DO THIS:
Can you repeat, word for word, the part of the records that opens with the line containing "Return the mask of every instance of the **woman's" and closes with the line containing "POLYGON ((95 24, 95", both lines included? Leave the pictures out.
--- begin ENTRIES SUPPLIED ---
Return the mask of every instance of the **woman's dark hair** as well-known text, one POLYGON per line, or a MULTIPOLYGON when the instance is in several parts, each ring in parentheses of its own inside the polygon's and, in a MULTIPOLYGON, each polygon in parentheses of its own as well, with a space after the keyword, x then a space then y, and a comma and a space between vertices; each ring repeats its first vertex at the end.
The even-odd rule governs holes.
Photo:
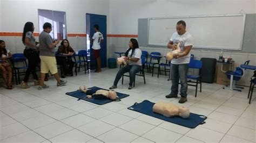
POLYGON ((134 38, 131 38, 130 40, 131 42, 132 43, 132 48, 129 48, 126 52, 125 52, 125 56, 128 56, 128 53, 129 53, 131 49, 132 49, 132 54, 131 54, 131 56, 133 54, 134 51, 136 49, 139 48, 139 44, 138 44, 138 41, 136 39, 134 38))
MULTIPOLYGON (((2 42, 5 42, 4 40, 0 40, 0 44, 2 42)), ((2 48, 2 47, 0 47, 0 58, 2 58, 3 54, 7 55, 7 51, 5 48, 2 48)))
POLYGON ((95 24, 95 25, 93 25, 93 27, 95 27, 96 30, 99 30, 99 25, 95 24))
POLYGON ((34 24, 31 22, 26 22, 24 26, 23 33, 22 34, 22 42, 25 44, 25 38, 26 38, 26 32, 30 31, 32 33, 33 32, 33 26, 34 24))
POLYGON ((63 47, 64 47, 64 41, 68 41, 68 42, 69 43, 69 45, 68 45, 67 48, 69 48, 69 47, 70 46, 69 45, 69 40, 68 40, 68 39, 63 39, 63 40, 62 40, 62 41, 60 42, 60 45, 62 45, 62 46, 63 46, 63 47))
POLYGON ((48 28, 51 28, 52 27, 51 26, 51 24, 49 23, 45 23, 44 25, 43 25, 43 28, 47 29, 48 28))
--- end ENTRIES SUPPLIED ---
--- begin ENTRIES SUPPLIED ---
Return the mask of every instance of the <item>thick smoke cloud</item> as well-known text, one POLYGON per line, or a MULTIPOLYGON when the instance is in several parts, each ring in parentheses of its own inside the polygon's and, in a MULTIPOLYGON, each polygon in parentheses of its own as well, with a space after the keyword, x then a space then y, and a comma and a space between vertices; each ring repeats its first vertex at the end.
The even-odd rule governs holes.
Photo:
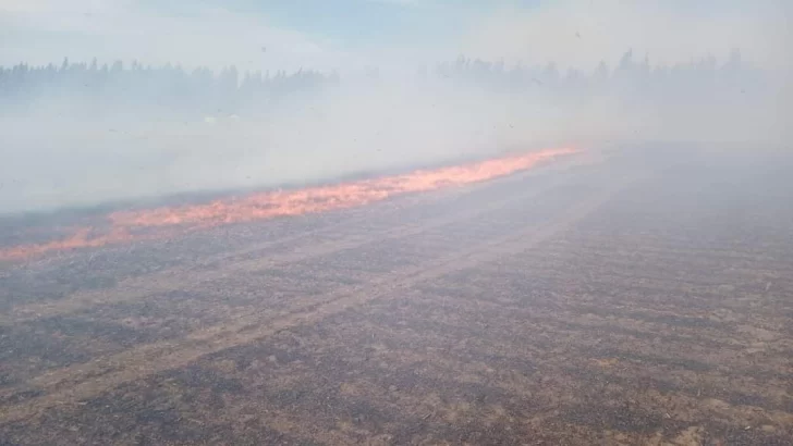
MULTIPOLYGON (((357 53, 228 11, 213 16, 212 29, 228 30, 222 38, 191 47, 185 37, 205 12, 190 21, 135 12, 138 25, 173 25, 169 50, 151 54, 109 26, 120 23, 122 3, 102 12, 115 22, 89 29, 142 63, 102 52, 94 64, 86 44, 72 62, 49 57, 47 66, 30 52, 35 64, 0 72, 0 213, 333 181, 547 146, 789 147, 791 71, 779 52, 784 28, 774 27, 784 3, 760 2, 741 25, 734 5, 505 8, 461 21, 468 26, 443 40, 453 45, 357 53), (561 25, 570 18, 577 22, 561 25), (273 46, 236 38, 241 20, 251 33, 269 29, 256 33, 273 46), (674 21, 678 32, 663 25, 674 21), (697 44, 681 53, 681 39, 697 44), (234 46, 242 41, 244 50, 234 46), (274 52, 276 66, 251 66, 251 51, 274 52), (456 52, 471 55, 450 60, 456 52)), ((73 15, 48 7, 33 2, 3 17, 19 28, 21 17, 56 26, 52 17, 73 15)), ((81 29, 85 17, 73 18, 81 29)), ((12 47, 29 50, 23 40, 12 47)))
--- end ENTRIES SUPPLIED ---
--- begin ENTRIES SUPPLIED ---
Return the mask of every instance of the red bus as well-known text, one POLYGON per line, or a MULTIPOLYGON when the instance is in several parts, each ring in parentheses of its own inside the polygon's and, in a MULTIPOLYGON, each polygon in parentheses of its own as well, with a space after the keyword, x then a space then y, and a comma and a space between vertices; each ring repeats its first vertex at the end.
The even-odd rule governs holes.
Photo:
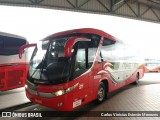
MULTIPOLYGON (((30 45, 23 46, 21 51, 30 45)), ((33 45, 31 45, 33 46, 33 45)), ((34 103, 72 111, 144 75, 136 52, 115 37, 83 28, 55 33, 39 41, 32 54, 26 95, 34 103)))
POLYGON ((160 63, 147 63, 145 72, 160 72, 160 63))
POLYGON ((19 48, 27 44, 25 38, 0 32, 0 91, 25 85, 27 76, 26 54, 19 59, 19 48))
--- end ENTRIES SUPPLIED ---
ANSWER:
Return the mask of every instance of the **woman's dark hair** as well-known text, one POLYGON per line, or a MULTIPOLYGON when the instance is in several parts, each ring in parentheses of its own inside the polygon's and, in a MULTIPOLYGON, each polygon in parentheses of its own as well, with a space after the keyword, x then a space then y, and a comma and a space between vertices; each ring repeats its first vertex at the end.
The even-odd rule governs holes.
Photo:
POLYGON ((134 38, 131 38, 130 40, 131 42, 132 43, 132 48, 129 48, 126 52, 125 52, 125 56, 128 56, 128 53, 129 53, 131 49, 132 49, 132 54, 131 54, 131 56, 133 54, 134 51, 136 49, 139 48, 139 44, 138 44, 138 41, 136 39, 134 38))
MULTIPOLYGON (((2 42, 5 42, 4 40, 0 40, 0 44, 2 42)), ((2 48, 2 47, 0 47, 0 58, 2 58, 3 54, 7 55, 7 51, 5 48, 2 48)))
POLYGON ((95 24, 95 25, 93 25, 93 27, 95 27, 96 30, 99 30, 99 25, 95 24))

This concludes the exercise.